EXERCISE GOAL
"Query: black side mirror" appears in one line of the listing below; retype that line and every later line exactly, stopping at the end, and nothing else.

MATERIAL TO PROCESS

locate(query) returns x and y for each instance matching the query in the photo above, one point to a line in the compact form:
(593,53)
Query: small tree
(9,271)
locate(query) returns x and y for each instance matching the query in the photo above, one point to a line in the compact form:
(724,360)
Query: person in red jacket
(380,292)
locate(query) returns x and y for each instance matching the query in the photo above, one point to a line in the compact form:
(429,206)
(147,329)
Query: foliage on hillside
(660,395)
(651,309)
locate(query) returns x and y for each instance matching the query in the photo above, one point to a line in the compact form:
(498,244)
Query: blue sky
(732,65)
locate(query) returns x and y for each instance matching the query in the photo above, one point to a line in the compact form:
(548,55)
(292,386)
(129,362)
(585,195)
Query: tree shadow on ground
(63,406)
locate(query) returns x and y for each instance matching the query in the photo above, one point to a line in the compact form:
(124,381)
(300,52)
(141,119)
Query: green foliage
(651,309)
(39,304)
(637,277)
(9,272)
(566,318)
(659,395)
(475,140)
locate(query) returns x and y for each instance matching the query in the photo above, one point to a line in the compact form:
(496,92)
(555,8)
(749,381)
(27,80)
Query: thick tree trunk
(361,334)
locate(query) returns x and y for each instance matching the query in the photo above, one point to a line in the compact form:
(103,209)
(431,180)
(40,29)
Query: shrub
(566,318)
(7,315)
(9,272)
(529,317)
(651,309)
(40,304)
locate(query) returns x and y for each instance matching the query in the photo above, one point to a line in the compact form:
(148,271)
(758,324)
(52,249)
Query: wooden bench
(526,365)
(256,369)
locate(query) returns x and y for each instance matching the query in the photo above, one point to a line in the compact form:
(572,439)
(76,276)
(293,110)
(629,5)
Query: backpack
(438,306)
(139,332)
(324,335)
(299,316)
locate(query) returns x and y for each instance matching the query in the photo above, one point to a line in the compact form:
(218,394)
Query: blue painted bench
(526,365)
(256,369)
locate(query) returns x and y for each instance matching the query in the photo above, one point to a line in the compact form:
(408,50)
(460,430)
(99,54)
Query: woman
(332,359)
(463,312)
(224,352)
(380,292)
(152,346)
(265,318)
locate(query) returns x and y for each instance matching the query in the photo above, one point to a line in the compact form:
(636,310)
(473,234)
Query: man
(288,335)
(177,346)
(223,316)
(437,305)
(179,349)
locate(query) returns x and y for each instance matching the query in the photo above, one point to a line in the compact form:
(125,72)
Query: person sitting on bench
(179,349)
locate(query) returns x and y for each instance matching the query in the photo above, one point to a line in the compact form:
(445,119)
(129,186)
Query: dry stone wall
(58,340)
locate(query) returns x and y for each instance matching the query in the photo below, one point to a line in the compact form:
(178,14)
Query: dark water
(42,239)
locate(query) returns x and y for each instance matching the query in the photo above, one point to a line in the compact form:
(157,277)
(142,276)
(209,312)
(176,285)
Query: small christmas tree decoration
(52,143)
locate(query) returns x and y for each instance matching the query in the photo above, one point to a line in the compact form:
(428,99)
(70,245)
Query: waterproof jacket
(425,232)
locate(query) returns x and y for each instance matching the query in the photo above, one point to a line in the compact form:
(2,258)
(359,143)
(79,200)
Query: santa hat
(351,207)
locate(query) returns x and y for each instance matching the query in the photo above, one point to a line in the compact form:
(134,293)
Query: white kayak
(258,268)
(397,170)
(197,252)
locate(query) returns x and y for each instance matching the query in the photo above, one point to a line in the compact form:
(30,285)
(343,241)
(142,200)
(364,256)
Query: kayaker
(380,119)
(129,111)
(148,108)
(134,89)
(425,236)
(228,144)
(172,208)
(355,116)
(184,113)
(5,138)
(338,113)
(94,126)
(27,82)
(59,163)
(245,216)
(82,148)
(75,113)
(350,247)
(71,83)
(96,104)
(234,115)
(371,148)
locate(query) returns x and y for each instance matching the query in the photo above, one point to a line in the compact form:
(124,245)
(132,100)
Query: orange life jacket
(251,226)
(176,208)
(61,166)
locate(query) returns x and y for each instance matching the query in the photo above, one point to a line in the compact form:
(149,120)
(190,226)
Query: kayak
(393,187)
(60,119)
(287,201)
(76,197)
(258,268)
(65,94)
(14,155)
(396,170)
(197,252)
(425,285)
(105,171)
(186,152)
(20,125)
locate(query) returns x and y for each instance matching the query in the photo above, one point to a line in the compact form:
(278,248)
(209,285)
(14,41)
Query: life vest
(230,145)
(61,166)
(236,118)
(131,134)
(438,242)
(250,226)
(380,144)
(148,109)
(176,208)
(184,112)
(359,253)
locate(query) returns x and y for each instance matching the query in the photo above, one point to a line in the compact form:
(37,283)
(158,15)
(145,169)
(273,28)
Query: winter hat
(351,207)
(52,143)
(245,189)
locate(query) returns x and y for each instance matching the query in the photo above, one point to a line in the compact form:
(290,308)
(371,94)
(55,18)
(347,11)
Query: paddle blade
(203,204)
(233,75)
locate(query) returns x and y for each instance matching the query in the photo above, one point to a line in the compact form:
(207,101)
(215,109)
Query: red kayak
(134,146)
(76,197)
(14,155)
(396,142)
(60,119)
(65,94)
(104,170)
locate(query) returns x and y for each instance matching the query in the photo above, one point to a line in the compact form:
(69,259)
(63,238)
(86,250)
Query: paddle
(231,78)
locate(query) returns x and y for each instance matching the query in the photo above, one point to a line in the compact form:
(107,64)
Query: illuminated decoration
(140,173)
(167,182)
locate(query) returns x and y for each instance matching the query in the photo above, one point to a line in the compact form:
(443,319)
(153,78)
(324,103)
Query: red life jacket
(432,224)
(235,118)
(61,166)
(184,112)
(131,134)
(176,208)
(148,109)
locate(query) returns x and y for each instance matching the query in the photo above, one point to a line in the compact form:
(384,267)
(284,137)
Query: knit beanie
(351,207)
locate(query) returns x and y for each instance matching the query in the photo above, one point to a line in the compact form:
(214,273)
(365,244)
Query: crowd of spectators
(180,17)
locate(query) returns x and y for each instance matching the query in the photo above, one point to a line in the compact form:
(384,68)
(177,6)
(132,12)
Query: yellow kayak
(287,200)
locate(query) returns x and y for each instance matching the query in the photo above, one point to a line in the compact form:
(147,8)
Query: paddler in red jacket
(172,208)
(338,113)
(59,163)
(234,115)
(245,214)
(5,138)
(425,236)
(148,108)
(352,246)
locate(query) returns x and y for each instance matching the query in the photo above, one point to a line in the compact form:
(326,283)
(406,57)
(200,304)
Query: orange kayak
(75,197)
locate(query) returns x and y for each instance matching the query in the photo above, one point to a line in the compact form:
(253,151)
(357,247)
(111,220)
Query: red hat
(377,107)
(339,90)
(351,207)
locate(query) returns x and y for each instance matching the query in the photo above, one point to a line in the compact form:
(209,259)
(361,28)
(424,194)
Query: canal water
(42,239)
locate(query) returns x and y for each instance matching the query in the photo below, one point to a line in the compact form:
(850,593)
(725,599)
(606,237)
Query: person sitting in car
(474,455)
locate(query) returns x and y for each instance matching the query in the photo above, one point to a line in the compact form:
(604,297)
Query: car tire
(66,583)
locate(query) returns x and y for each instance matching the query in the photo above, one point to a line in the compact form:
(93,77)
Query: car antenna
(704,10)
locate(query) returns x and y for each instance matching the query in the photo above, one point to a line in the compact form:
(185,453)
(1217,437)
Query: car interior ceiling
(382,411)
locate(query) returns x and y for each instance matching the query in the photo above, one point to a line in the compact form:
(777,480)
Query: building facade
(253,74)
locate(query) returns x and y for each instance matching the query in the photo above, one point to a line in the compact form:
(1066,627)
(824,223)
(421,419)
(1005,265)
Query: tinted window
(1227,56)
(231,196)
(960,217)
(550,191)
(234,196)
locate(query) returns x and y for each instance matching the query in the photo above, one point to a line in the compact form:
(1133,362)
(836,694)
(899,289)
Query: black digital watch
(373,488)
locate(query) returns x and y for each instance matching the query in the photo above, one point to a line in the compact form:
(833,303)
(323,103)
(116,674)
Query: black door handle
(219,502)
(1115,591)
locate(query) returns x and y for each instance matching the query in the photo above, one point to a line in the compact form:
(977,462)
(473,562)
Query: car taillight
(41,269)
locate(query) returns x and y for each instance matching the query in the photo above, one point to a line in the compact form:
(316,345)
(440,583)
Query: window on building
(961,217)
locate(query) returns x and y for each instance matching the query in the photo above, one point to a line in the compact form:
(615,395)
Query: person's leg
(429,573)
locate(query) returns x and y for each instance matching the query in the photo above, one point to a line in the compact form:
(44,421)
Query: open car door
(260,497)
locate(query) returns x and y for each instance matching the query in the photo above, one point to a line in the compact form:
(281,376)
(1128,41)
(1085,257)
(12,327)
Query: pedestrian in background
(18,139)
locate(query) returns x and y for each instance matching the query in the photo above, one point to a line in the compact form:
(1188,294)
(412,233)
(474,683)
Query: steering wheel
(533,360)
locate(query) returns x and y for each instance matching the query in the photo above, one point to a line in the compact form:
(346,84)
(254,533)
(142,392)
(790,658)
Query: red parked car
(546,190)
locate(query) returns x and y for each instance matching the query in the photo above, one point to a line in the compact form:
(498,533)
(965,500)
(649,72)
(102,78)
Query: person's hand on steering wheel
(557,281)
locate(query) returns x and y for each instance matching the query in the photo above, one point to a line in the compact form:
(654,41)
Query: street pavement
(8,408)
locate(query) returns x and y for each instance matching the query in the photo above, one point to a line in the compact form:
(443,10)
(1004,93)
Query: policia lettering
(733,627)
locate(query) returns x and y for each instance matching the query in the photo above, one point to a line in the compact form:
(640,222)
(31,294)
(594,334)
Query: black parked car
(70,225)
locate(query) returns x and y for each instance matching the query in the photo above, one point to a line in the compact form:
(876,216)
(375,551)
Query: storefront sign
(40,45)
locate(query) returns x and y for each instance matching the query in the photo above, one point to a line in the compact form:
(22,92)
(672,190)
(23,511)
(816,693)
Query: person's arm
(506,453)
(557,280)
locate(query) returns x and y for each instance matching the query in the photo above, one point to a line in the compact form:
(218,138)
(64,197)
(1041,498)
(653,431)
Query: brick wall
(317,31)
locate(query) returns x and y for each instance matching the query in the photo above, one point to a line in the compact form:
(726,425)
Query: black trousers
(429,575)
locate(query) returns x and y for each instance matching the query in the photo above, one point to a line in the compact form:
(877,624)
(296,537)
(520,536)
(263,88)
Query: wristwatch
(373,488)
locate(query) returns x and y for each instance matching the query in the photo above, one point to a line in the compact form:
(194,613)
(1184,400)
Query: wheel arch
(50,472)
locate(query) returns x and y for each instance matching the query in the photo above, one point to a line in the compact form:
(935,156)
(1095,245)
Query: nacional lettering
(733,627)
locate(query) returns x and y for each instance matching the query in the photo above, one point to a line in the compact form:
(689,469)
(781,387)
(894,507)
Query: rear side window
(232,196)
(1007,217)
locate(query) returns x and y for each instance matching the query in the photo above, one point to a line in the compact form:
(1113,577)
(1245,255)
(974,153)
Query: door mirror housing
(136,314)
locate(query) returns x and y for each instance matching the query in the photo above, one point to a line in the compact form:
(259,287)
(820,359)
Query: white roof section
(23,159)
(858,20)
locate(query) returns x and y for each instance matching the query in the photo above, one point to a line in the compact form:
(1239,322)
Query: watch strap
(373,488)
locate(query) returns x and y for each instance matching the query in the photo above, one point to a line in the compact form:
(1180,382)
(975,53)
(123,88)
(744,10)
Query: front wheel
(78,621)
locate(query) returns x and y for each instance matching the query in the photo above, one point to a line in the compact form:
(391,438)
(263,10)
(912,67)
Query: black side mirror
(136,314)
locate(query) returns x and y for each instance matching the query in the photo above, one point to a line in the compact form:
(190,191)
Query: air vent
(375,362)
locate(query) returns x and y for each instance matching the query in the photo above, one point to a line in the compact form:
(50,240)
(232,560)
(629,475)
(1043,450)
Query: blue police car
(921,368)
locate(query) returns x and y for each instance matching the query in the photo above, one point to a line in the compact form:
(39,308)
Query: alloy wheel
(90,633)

PROBLEM SOLUTION
Query: black side mirror
(136,314)
locate(query) returns x and y for each instance matching the query in the photo above, one point to a line in the compact form:
(190,191)
Query: air vent
(375,362)
locate(query) returns x and y for each instance matching the query in the photo above, one point to a line in the compact form:
(50,240)
(232,560)
(629,475)
(1043,450)
Query: blue police car
(921,368)
locate(query) returns x and y for each instance matching the query in the photo above, one point to a line in the compact form:
(39,308)
Query: alloy wheel
(90,633)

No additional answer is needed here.